GIVEN REQUEST: Print the data exactly, leaving nothing out.

EXTRACTED DATA:
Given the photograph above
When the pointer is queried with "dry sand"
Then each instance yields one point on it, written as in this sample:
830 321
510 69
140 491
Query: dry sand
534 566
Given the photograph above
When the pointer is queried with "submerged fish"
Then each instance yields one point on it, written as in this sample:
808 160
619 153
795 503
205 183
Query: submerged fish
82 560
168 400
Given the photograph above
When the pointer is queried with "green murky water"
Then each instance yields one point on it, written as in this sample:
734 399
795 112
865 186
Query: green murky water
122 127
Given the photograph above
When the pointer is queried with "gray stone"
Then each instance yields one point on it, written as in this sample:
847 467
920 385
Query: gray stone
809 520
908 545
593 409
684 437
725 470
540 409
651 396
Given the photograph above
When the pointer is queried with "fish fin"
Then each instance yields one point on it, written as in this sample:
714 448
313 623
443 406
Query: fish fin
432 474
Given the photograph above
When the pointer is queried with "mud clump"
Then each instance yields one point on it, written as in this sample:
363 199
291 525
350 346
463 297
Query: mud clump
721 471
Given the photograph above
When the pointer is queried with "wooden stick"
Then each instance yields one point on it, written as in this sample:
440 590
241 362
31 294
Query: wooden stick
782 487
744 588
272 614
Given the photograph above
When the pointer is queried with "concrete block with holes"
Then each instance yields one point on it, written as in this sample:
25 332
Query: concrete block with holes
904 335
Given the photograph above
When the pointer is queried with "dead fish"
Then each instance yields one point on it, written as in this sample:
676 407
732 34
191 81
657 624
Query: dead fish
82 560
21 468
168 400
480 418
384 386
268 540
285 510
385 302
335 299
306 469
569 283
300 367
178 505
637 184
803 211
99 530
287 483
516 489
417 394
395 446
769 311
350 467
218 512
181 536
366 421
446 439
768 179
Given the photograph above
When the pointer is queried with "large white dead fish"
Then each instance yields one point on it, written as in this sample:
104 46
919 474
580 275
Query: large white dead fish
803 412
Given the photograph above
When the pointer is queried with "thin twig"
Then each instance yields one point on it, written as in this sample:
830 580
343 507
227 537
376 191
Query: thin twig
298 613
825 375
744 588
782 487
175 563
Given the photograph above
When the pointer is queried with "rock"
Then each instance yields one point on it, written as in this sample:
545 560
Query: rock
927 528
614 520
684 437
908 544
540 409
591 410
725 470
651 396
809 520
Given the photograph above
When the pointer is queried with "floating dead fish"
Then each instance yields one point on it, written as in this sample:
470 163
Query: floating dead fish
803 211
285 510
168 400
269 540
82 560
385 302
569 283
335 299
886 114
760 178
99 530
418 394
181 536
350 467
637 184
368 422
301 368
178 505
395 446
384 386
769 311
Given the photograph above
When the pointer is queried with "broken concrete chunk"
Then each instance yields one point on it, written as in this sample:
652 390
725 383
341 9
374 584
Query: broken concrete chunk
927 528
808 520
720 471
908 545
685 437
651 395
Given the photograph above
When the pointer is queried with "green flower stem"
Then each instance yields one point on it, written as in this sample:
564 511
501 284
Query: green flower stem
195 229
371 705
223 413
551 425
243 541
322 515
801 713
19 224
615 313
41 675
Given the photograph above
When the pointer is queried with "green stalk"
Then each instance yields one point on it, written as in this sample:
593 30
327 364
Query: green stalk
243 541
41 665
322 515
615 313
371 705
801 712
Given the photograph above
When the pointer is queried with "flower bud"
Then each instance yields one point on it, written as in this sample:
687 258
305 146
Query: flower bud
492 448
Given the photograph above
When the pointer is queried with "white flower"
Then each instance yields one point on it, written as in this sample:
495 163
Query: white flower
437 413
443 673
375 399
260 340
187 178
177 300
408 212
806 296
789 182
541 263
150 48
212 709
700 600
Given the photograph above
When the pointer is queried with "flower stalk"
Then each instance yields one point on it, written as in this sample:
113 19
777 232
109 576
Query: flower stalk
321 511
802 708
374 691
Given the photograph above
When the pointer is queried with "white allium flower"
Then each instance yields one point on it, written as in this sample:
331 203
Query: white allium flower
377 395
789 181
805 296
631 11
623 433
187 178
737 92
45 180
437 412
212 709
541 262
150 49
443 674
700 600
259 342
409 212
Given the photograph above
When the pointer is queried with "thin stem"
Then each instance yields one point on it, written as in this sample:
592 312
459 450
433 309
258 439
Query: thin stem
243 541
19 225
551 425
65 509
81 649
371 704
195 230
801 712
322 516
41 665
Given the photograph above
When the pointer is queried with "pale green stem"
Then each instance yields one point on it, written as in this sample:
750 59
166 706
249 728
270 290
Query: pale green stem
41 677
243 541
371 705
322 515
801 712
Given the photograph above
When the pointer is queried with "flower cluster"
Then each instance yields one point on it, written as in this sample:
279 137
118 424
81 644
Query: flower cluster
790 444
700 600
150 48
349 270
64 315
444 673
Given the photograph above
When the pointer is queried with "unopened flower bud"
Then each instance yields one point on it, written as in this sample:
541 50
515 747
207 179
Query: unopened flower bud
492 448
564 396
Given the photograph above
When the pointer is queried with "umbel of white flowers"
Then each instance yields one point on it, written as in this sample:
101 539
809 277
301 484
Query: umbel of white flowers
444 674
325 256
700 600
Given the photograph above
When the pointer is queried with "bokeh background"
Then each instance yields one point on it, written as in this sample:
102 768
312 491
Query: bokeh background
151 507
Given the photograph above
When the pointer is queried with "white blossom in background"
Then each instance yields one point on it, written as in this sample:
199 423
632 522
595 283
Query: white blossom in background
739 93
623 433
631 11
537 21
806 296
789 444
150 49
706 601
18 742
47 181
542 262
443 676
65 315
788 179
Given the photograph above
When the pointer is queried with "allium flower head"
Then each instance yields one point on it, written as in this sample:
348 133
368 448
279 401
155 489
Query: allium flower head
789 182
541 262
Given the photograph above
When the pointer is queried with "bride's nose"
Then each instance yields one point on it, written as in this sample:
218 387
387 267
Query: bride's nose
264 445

TASK ANSWER:
Given the photograph above
When the pointer is queried with "dry sand"
Then each instance yields one point on it, written as in this sample:
830 321
510 69
140 491
Query: dry sand
534 566
Given the photograph above
When the pointer is queried with "submerged fish"
Then each instance yields one point on it, written as in this sample:
808 160
619 153
795 503
205 183
Query: submerged fish
82 560
168 400
Given the photograph above
When the pointer is queried with "green murky water"
Then each instance yields one point on it, written as in this sample:
734 399
795 112
865 186
Query: green murky water
122 127
Given the photograph above
When the pointer is queried with "gray stone"
Then each instance yields one point on it, written as in this sample:
847 467
920 385
Query: gray stone
809 520
908 545
593 409
684 437
725 470
540 409
651 396
Given the photograph above
When the pointer is queried with "fish fin"
Then each instance yields one point on it, written as in this sample:
714 448
313 623
443 406
Query: fish fin
432 474
Given the photograph above
When the pointer is queried with "mud clump"
Then each instance yields one point on it, written as in this sample:
363 199
291 525
350 346
463 297
Query: mud clump
721 471
Given the photograph above
When the pointer is queried with "wooden stick"
Then each instance yields one point on it, written as in this sample:
440 590
241 362
31 294
Query: wooden stick
782 487
744 588
272 614
Given the photograph above
When the pointer is queried with "concrete block with holes"
Then each instance yields one point on it, written as in this sample:
25 332
Query: concrete block with holes
904 335
Given the photograph above
When the pointer is queried with "dead fish"
Then each instance yields one point on it, written as in this sample:
676 407
732 34
191 81
657 624
Query: dead fish
82 560
21 468
168 400
480 418
384 386
268 540
285 510
385 302
335 299
306 469
569 283
300 367
178 505
637 184
803 211
99 530
287 483
516 489
417 394
395 446
769 311
350 467
218 512
181 536
366 421
446 439
768 179
Given the photograph above
When the pointer is queried with "large white dead fish"
Then each instance yields one point on it, written as in this sample:
104 46
919 474
580 275
Query: large white dead fish
803 412
Given the photograph above
When the pointer is queried with "thin twig"
Then each instance yields one point on it, written as in this sample:
830 580
343 507
227 537
376 191
Query: thin twig
298 613
825 375
744 588
782 487
175 563
Given the photograph above
When the pointer is queried with "rock"
Then each instance yields one point on it, written as in this sample:
545 560
Query: rock
927 528
614 520
684 437
908 544
540 409
591 410
725 470
651 396
809 520
Given the photograph above
When the pointer is queried with "floating dead fish"
Then each instance yields one point on it, written as in this sample:
470 163
Query: floating dead fish
803 211
285 510
168 400
269 540
82 560
385 302
569 283
335 299
886 114
760 178
99 530
418 394
181 536
350 467
637 184
368 422
301 368
178 505
395 446
384 386
769 311
Given the photograph above
When the pointer is queried with "broken concrete chunk"
Then each instance yields one point on it, written as in this sample:
652 390
725 383
341 9
374 584
Query: broken concrete chunk
927 528
808 520
720 471
908 545
685 437
651 395
Given the photograph above
When the pointer is queried with "green flower stem"
Then each instance yields one point on it, written as in this sample:
564 511
501 284
Query: green flower stem
195 229
371 705
223 413
551 425
243 541
322 515
801 713
19 224
615 313
41 675
Given the photograph above
When the pointer is queried with "green stalk"
Then each instance yields one point on it, written as in this sample:
593 30
327 364
Query: green stalk
243 541
41 665
322 515
615 313
371 705
801 712
Given the photograph above
When the pointer is queried with "flower bud"
Then each instance yields one point on it, written as in this sample:
687 258
305 146
Query: flower bud
492 448
Given the photograph above
When the pointer is queried with "white flower"
Then each instance yields one point on it, written as in this sample:
495 163
Query: white flower
437 413
443 673
375 399
260 340
187 178
177 300
408 212
806 296
789 182
541 263
150 48
212 709
700 600
Given the photograph above
When the pointer is queried with "flower stalk"
Then each instance yields one point on it, written as in this sample:
113 19
777 232
109 576
Query: flower stalk
321 511
802 708
374 691
Given the photograph above
When the pointer is queried with "white allium flower"
Then each instance yields one point on it, written as in this sample:
331 203
Query: white allium flower
377 395
789 181
805 296
631 11
623 433
187 178
737 92
45 180
437 412
212 709
541 262
150 49
443 674
700 600
259 342
409 212
Given the photograph above
When the pointer is queried with "thin stem"
Then each instance yields one point on it, written as in this sample:
592 312
459 450
433 309
258 439
Query: thin stem
243 541
19 225
551 425
65 509
81 649
371 704
195 230
801 712
322 516
41 665
Given the photograph above
When the pointer is queried with "pale green stem"
Then each instance yields one point on it, written as in this sample:
750 59
166 706
249 728
270 290
Query: pale green stem
41 677
243 541
371 705
322 515
801 712
Given the photograph above
When the pointer is queried with "flower cluster"
Then each instance yields one point on it, written as in this sample:
279 137
118 424
81 644
Query: flower cluster
790 444
700 600
150 48
349 270
64 315
444 673
Given the photograph above
When the pointer is queried with "unopened flower bud"
Then each instance yields one point on it, written as in this sample:
541 50
515 747
207 179
Query: unopened flower bud
492 448
564 396
Given the photograph above
When the pointer is queried with "umbel of white flowers"
Then each instance yields one point on it, written as in this sample:
101 539
809 277
301 484
Query: umbel of white flowers
444 674
325 256
700 600
Given the photograph above
When the pointer is queried with "bokeh background"
Then each instance yields one point on it, written as in this sample:
102 768
312 491
Query: bokeh background
151 507
Given the photograph above
When the pointer is queried with "white blossom in background"
Then each instance yields one point on it, written as in this sample:
199 423
632 522
595 283
Query: white blossom in background
739 93
623 433
631 11
537 21
806 296
789 444
150 49
706 601
18 742
47 181
542 262
443 676
65 315
788 179
Given the photograph above
When the pointer is queried with "allium flower head"
Then each instance yields one point on it, written as in this sample:
348 133
368 448
279 401
155 489
Query: allium flower head
789 182
541 262
Given the photograph above
When the pointer is queried with "bride's nose"
Then each instance yields one point on it, written as in this sample:
218 387
387 267
Query: bride's nose
264 445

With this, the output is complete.